===== Testo fornito =====

La creazione di condizioni favorevoli e innovative per lo sviluppo delle competenze è un’urgenza da cui il Paese non può più prescindere.
I dati parlano chiaro (Confindustria Digitale): “Nel triennio 2018-2020 nel nostro Paese si creeranno almeno 300mila posti di lavoro solo per i professionisti digitali (esperti di IoT, cybersecurity manager, data scientist, cloud specialist, solo per citare alcuni dei più richiesti), il 50% dei quali è mediamente considerato dalle aziende di “difficile reperimento” perché l’offerta formativa non è in grado di preparare lavoratori con le competenze digitali richieste dal mercato”.
Nuove competenze per l’Intelligenza artificiale
Soprattutto bisogna pensare alle nuove competenze che occorrerà creare per competere nella corsa determinata dalla diffusione dell’intelligenza artificiale.
Basti pensare che (Affari e Finanza, 11 giugno 2018), “sotto la spinta dell’IA, nel 2025 l’economia 4.0 potrebbe valere qualcosa come 23 mila miliardi, quasi il doppio dei 13 mila stimati per il 2017”.
Per raggiungere questi risultati dobbiamo riuscire a creare nuove competenze e nuove professionalità.

===== Righe fornite =====

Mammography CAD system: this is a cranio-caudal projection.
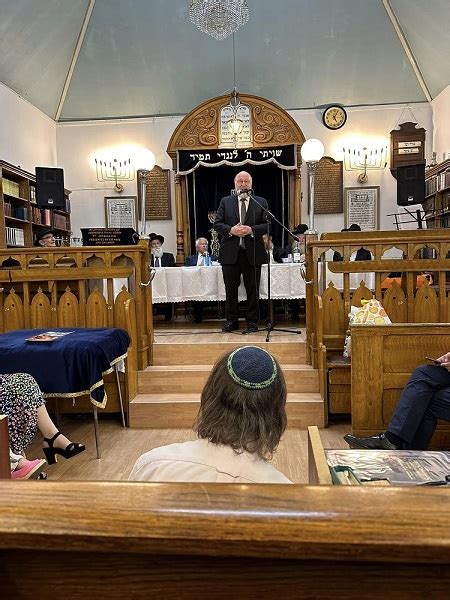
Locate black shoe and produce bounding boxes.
[242,321,258,335]
[222,321,239,333]
[344,433,400,450]
[43,431,85,465]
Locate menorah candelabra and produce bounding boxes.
[343,146,387,183]
[208,210,220,256]
[94,158,135,194]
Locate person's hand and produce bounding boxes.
[437,352,450,371]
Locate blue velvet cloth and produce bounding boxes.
[0,327,130,408]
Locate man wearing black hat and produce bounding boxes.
[150,233,175,267]
[214,171,268,333]
[149,233,176,321]
[34,229,56,248]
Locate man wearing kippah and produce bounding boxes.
[129,346,291,484]
[214,171,268,333]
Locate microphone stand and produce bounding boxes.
[250,196,301,342]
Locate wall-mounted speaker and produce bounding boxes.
[397,164,425,206]
[36,167,66,209]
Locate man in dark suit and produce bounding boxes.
[150,233,175,267]
[149,233,176,321]
[214,171,268,333]
[185,238,217,323]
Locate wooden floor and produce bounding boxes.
[27,415,350,484]
[23,317,350,483]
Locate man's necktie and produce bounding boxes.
[239,198,247,248]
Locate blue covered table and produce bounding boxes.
[0,327,130,457]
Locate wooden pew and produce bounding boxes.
[351,323,450,450]
[306,229,450,367]
[0,481,450,600]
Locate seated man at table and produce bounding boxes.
[185,238,217,323]
[150,233,176,321]
[344,352,450,450]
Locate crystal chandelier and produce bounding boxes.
[189,0,249,40]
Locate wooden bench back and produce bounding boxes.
[351,324,450,450]
[306,229,450,366]
[0,481,450,600]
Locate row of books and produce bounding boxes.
[425,170,450,196]
[5,202,28,221]
[5,227,25,246]
[2,177,20,198]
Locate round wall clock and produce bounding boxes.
[322,104,347,129]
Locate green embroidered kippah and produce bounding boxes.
[227,346,278,390]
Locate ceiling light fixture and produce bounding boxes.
[189,0,249,40]
[227,33,244,148]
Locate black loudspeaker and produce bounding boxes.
[397,164,425,206]
[36,167,66,209]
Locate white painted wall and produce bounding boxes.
[57,104,433,247]
[290,103,433,233]
[0,83,57,173]
[431,85,450,163]
[57,117,181,254]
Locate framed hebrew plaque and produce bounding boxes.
[314,156,344,215]
[105,196,137,229]
[139,165,172,221]
[344,186,380,231]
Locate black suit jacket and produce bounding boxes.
[214,195,268,265]
[151,252,176,267]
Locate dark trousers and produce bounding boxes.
[222,249,261,323]
[387,365,450,450]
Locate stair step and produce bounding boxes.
[138,364,319,394]
[129,392,324,429]
[153,336,306,366]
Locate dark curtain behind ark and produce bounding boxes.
[186,164,290,253]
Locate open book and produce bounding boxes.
[27,331,73,342]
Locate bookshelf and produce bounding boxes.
[0,161,71,248]
[423,159,450,229]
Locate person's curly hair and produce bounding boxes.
[194,352,287,460]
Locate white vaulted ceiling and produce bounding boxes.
[0,0,450,121]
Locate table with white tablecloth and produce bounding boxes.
[152,263,306,304]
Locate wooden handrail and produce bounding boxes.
[0,480,450,564]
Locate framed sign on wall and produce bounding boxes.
[105,196,137,229]
[344,186,380,231]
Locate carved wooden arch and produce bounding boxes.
[167,94,305,264]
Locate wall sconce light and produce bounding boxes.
[94,158,135,194]
[300,138,325,235]
[343,146,387,183]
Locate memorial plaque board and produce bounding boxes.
[81,227,139,246]
[139,165,172,221]
[344,186,380,231]
[314,156,344,215]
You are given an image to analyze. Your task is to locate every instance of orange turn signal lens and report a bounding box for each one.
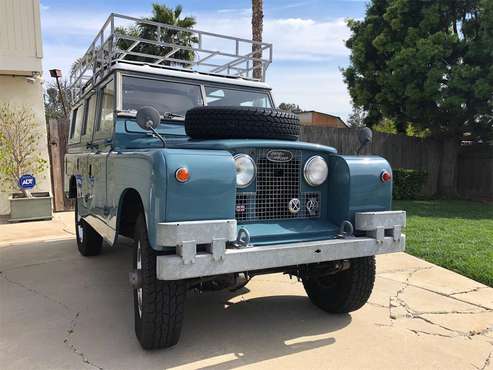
[175,167,190,182]
[380,171,392,182]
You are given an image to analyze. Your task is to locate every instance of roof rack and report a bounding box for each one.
[70,13,272,103]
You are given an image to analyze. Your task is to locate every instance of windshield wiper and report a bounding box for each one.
[161,112,185,119]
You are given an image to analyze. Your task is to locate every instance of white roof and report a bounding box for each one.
[112,63,271,90]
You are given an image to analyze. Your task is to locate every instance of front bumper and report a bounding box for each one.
[156,211,406,280]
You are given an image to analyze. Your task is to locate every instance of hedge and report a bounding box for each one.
[392,168,428,200]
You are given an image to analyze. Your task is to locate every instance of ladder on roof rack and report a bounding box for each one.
[70,13,272,103]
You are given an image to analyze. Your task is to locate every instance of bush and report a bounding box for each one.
[392,168,428,199]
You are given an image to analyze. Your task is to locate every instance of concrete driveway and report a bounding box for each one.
[0,239,493,370]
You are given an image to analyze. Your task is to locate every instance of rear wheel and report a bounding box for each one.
[303,256,375,313]
[133,214,186,349]
[75,199,103,257]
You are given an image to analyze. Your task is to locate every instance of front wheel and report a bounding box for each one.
[133,214,186,349]
[75,200,103,257]
[303,256,375,313]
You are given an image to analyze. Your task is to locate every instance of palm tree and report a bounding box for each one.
[252,0,264,80]
[117,3,198,66]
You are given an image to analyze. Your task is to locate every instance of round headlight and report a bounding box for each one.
[304,155,329,186]
[234,154,255,188]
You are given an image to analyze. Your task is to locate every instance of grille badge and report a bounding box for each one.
[266,150,293,162]
[306,198,318,216]
[288,198,301,213]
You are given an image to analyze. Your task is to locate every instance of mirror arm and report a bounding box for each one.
[147,125,166,148]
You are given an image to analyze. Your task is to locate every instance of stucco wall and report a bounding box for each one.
[0,75,51,215]
[0,0,43,76]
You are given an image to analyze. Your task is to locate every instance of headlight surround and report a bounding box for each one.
[303,155,329,186]
[234,154,256,188]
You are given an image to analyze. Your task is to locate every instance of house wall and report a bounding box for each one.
[0,0,51,215]
[0,0,43,76]
[0,75,51,215]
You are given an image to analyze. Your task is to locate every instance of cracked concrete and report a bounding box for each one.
[0,236,493,370]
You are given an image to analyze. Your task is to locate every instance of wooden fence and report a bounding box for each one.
[457,145,493,200]
[302,126,493,199]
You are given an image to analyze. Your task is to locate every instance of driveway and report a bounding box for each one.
[0,239,493,370]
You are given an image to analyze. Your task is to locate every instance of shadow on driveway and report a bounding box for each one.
[0,240,351,369]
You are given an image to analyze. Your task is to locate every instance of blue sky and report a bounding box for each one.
[41,0,366,118]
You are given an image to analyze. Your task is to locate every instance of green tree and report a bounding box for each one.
[347,106,366,128]
[116,3,199,65]
[252,0,264,80]
[343,0,493,195]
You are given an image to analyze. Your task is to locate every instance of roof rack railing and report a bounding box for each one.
[70,13,272,103]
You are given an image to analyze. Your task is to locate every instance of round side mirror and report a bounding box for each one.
[136,107,161,130]
[358,127,373,145]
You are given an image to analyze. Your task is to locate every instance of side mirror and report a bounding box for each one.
[136,107,161,131]
[135,107,166,148]
[358,127,373,154]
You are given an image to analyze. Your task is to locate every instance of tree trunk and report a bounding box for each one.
[438,137,460,197]
[252,0,264,80]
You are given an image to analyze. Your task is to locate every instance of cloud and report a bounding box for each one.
[42,8,351,118]
[267,65,351,119]
[197,14,350,61]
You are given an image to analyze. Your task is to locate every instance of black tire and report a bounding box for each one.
[133,214,186,349]
[75,199,103,257]
[185,106,300,140]
[303,256,375,313]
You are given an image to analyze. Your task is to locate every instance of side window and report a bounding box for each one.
[81,94,96,143]
[94,80,115,140]
[69,108,79,140]
[69,103,85,144]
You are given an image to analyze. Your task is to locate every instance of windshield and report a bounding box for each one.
[123,76,204,116]
[122,76,272,119]
[205,86,271,108]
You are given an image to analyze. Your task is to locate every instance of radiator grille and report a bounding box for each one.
[236,149,321,221]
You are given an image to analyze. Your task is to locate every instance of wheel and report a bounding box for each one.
[303,256,375,313]
[75,199,103,257]
[133,214,186,349]
[185,106,300,140]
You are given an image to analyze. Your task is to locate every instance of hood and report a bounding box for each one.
[163,138,337,154]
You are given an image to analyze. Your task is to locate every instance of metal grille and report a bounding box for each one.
[235,149,321,221]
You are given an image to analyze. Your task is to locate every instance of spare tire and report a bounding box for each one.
[185,106,300,140]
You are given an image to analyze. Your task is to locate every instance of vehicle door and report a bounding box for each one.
[65,100,87,214]
[89,78,115,222]
[79,92,97,213]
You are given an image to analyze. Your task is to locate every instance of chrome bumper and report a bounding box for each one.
[156,211,406,280]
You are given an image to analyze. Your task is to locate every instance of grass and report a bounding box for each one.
[393,200,493,287]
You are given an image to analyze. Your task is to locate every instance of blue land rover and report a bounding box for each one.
[65,14,405,349]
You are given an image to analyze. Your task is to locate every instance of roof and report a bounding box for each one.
[112,63,270,90]
[297,110,350,127]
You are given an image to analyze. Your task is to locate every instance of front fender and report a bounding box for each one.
[163,149,236,222]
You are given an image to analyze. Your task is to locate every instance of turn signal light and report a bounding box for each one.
[380,171,392,182]
[175,167,190,182]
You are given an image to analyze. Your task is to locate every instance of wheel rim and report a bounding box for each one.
[77,205,84,243]
[137,241,142,317]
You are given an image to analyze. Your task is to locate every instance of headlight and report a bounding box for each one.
[234,154,255,188]
[303,155,329,186]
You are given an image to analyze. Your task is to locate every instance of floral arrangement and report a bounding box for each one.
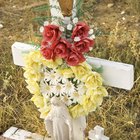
[24,18,107,118]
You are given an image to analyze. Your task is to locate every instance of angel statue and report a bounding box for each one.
[24,0,107,140]
[45,97,73,140]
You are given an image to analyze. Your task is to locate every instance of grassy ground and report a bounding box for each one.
[0,0,140,140]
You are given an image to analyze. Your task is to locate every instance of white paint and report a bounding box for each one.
[12,42,35,66]
[12,42,134,90]
[87,57,134,90]
[88,125,109,140]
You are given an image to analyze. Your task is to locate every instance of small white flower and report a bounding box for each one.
[39,26,44,33]
[40,81,52,98]
[77,83,87,95]
[52,83,64,96]
[73,17,78,24]
[122,17,126,20]
[44,21,49,26]
[88,29,94,35]
[74,36,80,42]
[67,24,72,31]
[89,47,93,51]
[89,34,95,39]
[61,95,72,106]
[64,81,75,95]
[44,71,61,85]
[59,26,65,32]
[0,24,3,29]
[51,21,59,25]
[70,92,80,103]
[95,134,100,140]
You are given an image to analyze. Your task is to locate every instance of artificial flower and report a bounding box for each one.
[56,68,74,81]
[53,39,71,58]
[41,58,63,69]
[40,80,53,98]
[31,95,44,108]
[65,51,85,66]
[41,46,55,60]
[52,83,64,96]
[71,63,91,81]
[72,22,89,39]
[43,24,61,42]
[74,38,94,53]
[64,81,75,95]
[60,94,72,106]
[26,79,40,94]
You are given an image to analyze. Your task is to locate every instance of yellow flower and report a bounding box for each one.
[31,95,44,108]
[69,104,85,118]
[71,62,91,81]
[56,68,74,78]
[39,106,51,119]
[26,80,40,94]
[85,72,103,89]
[24,50,42,67]
[41,58,62,69]
[24,69,41,81]
[82,95,96,115]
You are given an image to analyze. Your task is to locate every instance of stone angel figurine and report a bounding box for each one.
[45,97,73,140]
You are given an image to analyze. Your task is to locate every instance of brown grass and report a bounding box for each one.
[0,0,140,140]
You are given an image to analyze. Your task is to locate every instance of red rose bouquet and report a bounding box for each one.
[41,18,94,66]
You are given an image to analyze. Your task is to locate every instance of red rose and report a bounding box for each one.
[66,51,85,66]
[53,38,71,58]
[43,25,61,42]
[72,22,89,39]
[41,40,48,48]
[74,38,94,53]
[40,46,54,60]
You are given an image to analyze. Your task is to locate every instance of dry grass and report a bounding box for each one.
[0,0,140,140]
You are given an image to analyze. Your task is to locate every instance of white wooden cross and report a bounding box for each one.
[12,0,134,90]
[12,0,134,140]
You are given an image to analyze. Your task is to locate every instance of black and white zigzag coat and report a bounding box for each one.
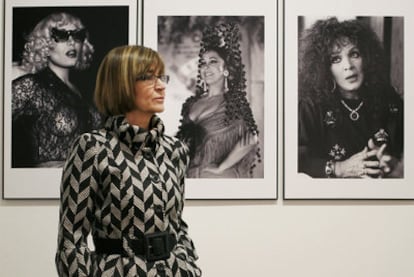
[56,116,201,277]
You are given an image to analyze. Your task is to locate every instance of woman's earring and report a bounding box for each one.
[223,69,229,92]
[201,80,208,93]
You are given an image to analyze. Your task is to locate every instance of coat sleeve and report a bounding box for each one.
[55,134,98,276]
[177,141,201,276]
[298,99,327,178]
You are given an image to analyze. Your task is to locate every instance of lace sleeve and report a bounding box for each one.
[12,75,39,120]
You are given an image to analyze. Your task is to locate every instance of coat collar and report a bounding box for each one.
[105,115,164,151]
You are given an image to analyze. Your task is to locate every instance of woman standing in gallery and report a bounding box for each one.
[12,13,100,167]
[56,46,201,277]
[298,18,403,178]
[177,21,260,178]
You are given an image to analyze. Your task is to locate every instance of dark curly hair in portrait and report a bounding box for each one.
[177,23,259,165]
[298,17,391,112]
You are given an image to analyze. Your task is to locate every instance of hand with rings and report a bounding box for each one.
[335,147,382,178]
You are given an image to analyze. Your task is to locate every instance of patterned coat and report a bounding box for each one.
[56,116,201,277]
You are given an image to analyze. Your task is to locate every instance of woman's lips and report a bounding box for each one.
[66,50,77,58]
[345,74,358,82]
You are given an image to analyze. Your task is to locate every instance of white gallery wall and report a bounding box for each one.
[0,0,414,277]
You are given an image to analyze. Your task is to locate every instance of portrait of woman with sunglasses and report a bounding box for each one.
[12,13,101,167]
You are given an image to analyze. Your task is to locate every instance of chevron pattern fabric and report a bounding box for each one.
[56,113,201,277]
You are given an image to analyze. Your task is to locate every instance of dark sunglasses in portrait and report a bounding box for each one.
[51,28,87,42]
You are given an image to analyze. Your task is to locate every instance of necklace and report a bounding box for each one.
[341,100,364,121]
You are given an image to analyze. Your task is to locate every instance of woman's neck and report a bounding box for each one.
[208,80,224,96]
[339,89,360,100]
[125,110,154,130]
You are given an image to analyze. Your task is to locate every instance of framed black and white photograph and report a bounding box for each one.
[284,2,414,199]
[143,0,277,199]
[3,0,141,199]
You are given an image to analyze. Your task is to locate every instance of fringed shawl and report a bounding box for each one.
[188,96,254,178]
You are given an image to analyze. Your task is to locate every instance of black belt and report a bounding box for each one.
[93,232,177,261]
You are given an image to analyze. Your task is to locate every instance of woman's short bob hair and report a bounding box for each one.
[95,45,164,116]
[22,12,94,73]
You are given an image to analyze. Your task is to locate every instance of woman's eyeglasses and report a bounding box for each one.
[135,75,170,85]
[51,28,86,42]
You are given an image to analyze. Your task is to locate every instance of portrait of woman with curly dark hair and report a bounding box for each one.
[177,23,260,178]
[298,17,404,178]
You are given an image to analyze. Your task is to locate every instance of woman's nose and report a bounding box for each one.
[67,36,75,45]
[342,58,353,70]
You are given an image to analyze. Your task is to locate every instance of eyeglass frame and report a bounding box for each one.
[50,28,87,43]
[135,74,170,85]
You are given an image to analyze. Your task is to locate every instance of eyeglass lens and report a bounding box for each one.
[51,28,86,42]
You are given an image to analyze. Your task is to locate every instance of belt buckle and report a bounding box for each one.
[144,232,170,262]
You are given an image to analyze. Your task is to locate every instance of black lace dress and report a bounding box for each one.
[12,68,101,167]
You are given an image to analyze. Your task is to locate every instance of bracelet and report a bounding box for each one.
[325,160,335,178]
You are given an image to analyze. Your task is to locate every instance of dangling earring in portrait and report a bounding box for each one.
[223,69,229,92]
[331,80,336,93]
[201,79,208,94]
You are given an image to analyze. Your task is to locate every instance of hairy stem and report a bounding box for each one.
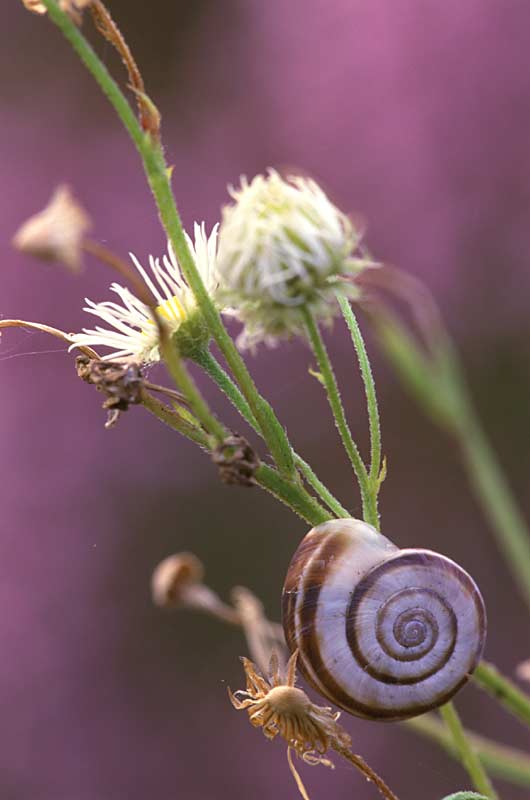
[440,703,498,800]
[473,661,530,725]
[255,464,332,525]
[142,392,332,525]
[301,308,379,529]
[337,292,381,490]
[43,0,296,477]
[160,332,226,444]
[142,391,210,450]
[194,350,351,518]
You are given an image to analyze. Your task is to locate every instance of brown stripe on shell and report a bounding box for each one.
[282,527,327,652]
[286,531,374,709]
[346,550,487,694]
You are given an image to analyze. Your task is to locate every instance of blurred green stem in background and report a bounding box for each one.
[473,661,530,725]
[408,714,530,788]
[371,307,530,608]
[440,703,499,800]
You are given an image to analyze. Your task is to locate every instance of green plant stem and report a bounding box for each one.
[473,661,530,725]
[337,292,381,491]
[403,714,530,788]
[294,452,351,519]
[194,349,351,518]
[142,392,332,525]
[301,307,379,529]
[43,0,296,477]
[160,331,226,444]
[255,464,332,525]
[142,391,211,451]
[440,703,498,800]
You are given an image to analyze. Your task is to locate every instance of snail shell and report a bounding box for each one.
[283,519,486,721]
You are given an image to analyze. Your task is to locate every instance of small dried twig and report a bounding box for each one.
[0,319,99,360]
[90,0,161,139]
[212,433,260,487]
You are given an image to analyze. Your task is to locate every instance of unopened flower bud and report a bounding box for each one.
[217,170,370,344]
[13,186,92,272]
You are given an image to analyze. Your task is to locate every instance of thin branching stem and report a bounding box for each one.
[43,0,297,477]
[194,349,351,518]
[337,292,381,489]
[301,307,379,528]
[142,391,211,451]
[142,392,332,525]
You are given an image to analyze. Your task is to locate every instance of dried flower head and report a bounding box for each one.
[22,0,93,25]
[228,652,351,766]
[13,185,92,272]
[70,223,217,365]
[228,650,397,800]
[213,170,371,346]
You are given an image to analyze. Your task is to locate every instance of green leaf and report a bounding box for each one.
[442,792,488,800]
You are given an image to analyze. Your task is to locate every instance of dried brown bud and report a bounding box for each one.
[13,185,92,272]
[22,0,92,25]
[151,553,204,608]
[75,356,143,411]
[212,434,259,486]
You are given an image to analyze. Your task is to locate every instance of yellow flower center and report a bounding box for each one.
[142,295,188,336]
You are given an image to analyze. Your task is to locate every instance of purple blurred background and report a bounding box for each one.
[0,0,530,800]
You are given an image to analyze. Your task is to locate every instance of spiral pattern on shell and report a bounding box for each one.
[283,519,486,720]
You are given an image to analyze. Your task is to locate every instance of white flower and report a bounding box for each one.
[73,223,218,364]
[217,170,370,343]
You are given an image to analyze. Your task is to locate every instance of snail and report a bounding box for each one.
[282,519,486,721]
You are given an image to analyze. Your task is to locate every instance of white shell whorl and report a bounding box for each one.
[283,519,486,720]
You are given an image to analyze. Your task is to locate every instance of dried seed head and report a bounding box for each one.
[22,0,93,25]
[13,185,92,272]
[151,553,204,608]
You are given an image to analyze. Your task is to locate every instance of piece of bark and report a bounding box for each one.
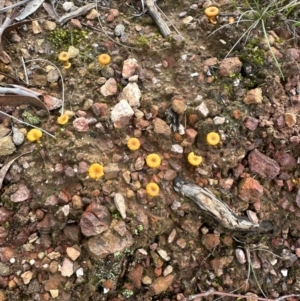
[58,3,96,24]
[173,177,273,233]
[145,0,171,38]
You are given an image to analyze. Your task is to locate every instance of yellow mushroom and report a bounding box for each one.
[206,132,220,145]
[88,163,104,180]
[98,53,111,67]
[56,114,69,125]
[146,182,159,196]
[188,152,202,166]
[204,6,219,24]
[146,154,161,168]
[26,129,43,142]
[127,138,141,151]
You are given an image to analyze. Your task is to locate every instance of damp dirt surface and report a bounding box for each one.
[0,0,300,301]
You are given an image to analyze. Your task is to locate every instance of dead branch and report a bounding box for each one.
[145,0,171,38]
[180,291,300,301]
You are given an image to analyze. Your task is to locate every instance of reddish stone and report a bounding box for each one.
[92,102,108,117]
[238,178,264,202]
[0,207,14,224]
[248,149,280,179]
[186,129,198,143]
[274,152,297,170]
[219,178,233,190]
[202,233,220,250]
[127,264,144,288]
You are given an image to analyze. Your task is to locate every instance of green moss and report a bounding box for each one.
[137,36,149,46]
[48,28,86,49]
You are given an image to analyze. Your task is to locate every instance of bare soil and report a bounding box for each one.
[0,0,300,301]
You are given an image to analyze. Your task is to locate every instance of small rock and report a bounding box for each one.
[110,99,134,128]
[62,1,75,12]
[284,113,297,128]
[274,153,297,170]
[153,118,171,137]
[73,117,89,132]
[244,88,263,105]
[68,46,79,59]
[120,83,142,108]
[238,178,264,202]
[202,234,220,251]
[92,102,108,117]
[171,97,186,115]
[0,136,16,157]
[219,57,242,76]
[80,210,108,237]
[127,264,144,288]
[10,184,30,203]
[50,290,59,299]
[235,248,246,264]
[0,206,13,223]
[248,149,280,179]
[122,58,138,79]
[60,258,74,277]
[0,262,11,276]
[86,8,100,20]
[100,78,118,97]
[85,229,134,259]
[43,20,56,31]
[151,275,174,295]
[31,21,42,34]
[114,193,126,219]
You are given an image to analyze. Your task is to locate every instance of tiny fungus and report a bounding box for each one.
[206,132,220,145]
[188,152,202,166]
[26,129,43,142]
[204,6,219,24]
[98,53,111,67]
[146,182,159,196]
[58,51,71,69]
[88,163,104,180]
[146,154,161,168]
[127,138,141,151]
[56,114,69,125]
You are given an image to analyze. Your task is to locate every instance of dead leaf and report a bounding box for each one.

=====

Requisiti =
[a] Secondo il testo sulle competenze digitali, quanti posti di lavoro per i soli professionisti digitali si creeranno nel Paese nel triennio 2018-2020?
[b] Prosegua il testo sulle competenze digitali e l'intelligenza artificiale dopo la frase con cui si conclude.

Risposte =
[a] Almeno 300mila posti di lavoro.

[b]
L’IA, infatti, creerà una nuova domanda di professionisti (secondo uno studio pubblicato a Davos) e il livello di occupazione nelle aziende potrebbe crescere del 10% (e i fatturati del 38%), per effetto della diffusione dell’IA.
Sono cifre e scenari che non possiamo non cogliere.
Occorre evidentemente avvicinare l’offerta formativa alla domanda del mondo del lavoro creando maggiori flussi informativi sul mercato delle professioni ICT, maggiore partecipazione e coinvolgimento delle aziende, più offerte di apprendistato, più incentivi per lo sviluppo delle competenze digitali in azienda, più network collaborativi di filiera.
Meccanismi favorevoli all’innovazione di sistema
Il secondo punto che desidero affrontare è la necessità di creare meccanismi favorevoli alla innovazione di sistema.
Dobbiamo facilitare la cooperazione e l’innovazione di imprese e comparti aiutando le PMI e le nostre filiere produttive ad essere più efficienti e competitive.
L’Istat, nel suo “Rapporto sulla conoscenza”, pubblicato il 22 febbraio di quest’anno, sottolineava che solo il 19,8% delle imprese innovatrici avrebbe attivato forme di cooperazione con altri soggetti, contro circa un terzo per l’Ue.
Questo è un problema che dobbiamo riuscire a rimuovere favorendo processi di trasformazione che integrino tutte le componenti del sistema industriale, favorendo “contaminazione” tra grandi, picccole e start up.
Favorire lo sviluppo di start-up innovative sui temi dell’IA
Infine evidenzierei l’importanza di favorire lo sviluppo di start-up innovative sui temi più avanzati della IA.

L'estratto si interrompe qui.